Your assignment
All of the records below need to be copied exactly.

Data for this task
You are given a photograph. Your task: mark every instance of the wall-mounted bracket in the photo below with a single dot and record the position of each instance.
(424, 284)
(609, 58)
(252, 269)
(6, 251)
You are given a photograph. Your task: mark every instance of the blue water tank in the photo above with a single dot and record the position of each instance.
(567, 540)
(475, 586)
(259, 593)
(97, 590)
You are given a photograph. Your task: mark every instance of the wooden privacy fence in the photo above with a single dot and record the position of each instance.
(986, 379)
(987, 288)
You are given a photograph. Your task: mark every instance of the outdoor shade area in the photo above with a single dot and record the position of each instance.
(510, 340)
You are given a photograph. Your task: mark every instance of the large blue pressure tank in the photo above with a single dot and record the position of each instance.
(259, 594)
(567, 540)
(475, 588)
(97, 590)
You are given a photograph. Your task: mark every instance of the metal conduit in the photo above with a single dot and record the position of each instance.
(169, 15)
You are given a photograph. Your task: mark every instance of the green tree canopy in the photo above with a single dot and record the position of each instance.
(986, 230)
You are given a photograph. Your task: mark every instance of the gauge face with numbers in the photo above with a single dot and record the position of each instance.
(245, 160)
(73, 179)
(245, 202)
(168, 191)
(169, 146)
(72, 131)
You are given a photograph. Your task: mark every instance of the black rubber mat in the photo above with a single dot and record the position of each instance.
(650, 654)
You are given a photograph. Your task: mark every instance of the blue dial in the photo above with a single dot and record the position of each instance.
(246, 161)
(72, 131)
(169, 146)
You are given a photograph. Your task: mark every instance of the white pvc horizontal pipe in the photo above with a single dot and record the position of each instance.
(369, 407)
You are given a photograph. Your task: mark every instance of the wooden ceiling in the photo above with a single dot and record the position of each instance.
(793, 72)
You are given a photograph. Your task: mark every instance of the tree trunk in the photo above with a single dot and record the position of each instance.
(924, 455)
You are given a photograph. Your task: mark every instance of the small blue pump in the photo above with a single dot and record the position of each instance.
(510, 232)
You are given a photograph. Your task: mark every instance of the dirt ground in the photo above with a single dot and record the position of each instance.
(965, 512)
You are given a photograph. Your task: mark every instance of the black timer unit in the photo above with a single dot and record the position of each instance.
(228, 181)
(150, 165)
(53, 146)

Answer to this task
You are given a photograph. Your task: mark every instance of the wall-mounted bracket in the photo below with a single dot and record the position of each instance.
(424, 284)
(609, 58)
(252, 269)
(6, 251)
You are given a photograph. Your task: mark every instance of the blue water tank in the photo above with a single dot and record the position of each instance.
(567, 540)
(475, 586)
(259, 593)
(97, 590)
You are given a photograph. Your task: mark every instance of the wooden privacy fence in the photo above with a single dot and record the position of each instance.
(986, 379)
(987, 288)
You are given a photograph. Your task: mark every instance of the outdoor shade area in the photo above with a single dot and record the position of each instance.
(510, 340)
You are given a photograph. Your task: mark every instance of the large blue pressure tank in the photo above with a single dot and record the position of each instance.
(259, 594)
(567, 540)
(475, 588)
(97, 590)
You are given a photograph. Your task: mark every instance of the metal conduit in the photo above with a single dot and record the position of each instance.
(169, 15)
You are given a photograph. Your task: mark every instance of the green tree canopy in the photo above with a single dot and record the position of each instance.
(986, 230)
You are given a photograph. Your task: mark every instance of the gauge face with numbers in the photo above with a single dot and record the position of each instance.
(245, 160)
(73, 179)
(245, 202)
(168, 191)
(169, 146)
(72, 131)
You are given a photograph. Your task: mark every instance of the black rubber mat in the photo above with a single dot and record the position of each instance.
(650, 654)
You are given a photograph. Your task: mark every instance of the blue dial in the photo above with a single dot and record the position of each instance.
(246, 161)
(72, 131)
(169, 146)
You are given a photograph. Your task: mark every instance of the white pvc horizontal pipe in the photo above with a single dot and record the position of each instance.
(369, 407)
You are given a photograph. Your task: mark every instance of the wooden ceiling in the photo above with a single dot and record the position of each instance.
(793, 72)
You are given a photograph. Your task: mark every instance of the tree trunk in the photo above with a single dot and record the position of each instance.
(924, 455)
You are given a photograph. Your task: mark every instance of the small blue pump in the photo above with a single dot and record the position of each instance.
(510, 232)
You are given a photograph. Your task: mark every instance of the dirt ground in the photo above with a single dot and record the position of each instance.
(965, 512)
You are given a photograph. Your task: mark every instance of the black timer unit in the photo above with a single dot and record the position of each instance.
(228, 181)
(150, 165)
(53, 146)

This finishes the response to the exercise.